### Source document
####
Individual genomes show extensive variation

  • Polymorphism (more fully genetic polymorphism) refers to the simultaneous occurrence in the population of genomes showing variations at a given position. The original definition applied to alleles producing different phenotypes. Now it is also used to describe changes in DNA affecting the restriction pattern or even the sequence. For practical purposes, to be considered as an example of a polymorphism, an allele should be found at a frequency > 1% in the population.
  • Single nucleotide polymorphism (SNP) describes a polymorphism (variation in sequence between individuals) caused by a change in a single nucleotide. This is responsible for most of the genetic variation between individuals.
  • Restriction fragment length polymorphism (RFLP) refers to inherited differences in sites for restriction enzymes (for example, caused by base changes in the target site) that result in differences in the lengths of the fragments produced by cleavage with the relevant restriction enzyme. RFLPs are used for genetic mapping to link the genome directly to a conventional genetic marker.
  • Polymorphism may be detected at the phenotypic level when a sequence affects gene function, at the restriction fragment level when it affects a restriction enzyme target site, and at the sequence level by direct analysis of DNA.
  • The alleles of a gene show extensive polymorphism at the sequence level, but many sequence changes do not affect function.  

The original Mendelian view of the genome classified alleles as either wild-type or mutant. Subsequently we recognized the existence of multiple alleles, each with a different effect on the phenotype. In some cases it may not even be appropriate to define any one allele as "wild-type".
The coexistence of multiple alleles at a locus is called genetic polymorphism. Any site at which multiple alleles exist as stable components of the population is by definition polymorphic. An allele is usually defined as polymorphic if it is present at a frequency of >1% in the population.
####
### Required actions
1. In the passage on genetic polymorphism, what kind of polymorphism accounts for most of the genetic variation between individuals?
2. Pick up the passage on genetic polymorphism where it stops and carry it on.
You won't need the items for any of this.

Source data:
####
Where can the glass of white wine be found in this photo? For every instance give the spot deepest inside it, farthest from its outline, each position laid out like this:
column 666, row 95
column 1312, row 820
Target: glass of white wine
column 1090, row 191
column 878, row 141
####
### Responses per task
1. Single nucleotide polymorphism (SNP) accounts for most of it.

2.
What is the basis for the polymorphism among the mutant alleles? They possess different mutations that alter the protein function, thus producing changes in phenotype. If we compare the restriction maps or the DNA sequences of these alleles, they too will be polymorphic in the sense that each map or sequence will be different from the others.
Although not evident from the phenotype, the wild type may itself be polymorphic. Multiple versions of the wild-type allele may be distinguished by differences in sequence that do not affect their function, and which therefore do not produce phenotypic variants. A population may have extensive polymorphism at the level of genotype. Many different sequence variants may exist at a given locus; some of them are evident because they affect the phenotype, but others are hidden because they have no visible effect.
So there may be a continuum of changes at a locus, including those that change DNA sequence but do not change protein sequence, those that change protein sequence without changing function, those that create proteins with different activities, and those that create mutant proteins that are nonfunctional.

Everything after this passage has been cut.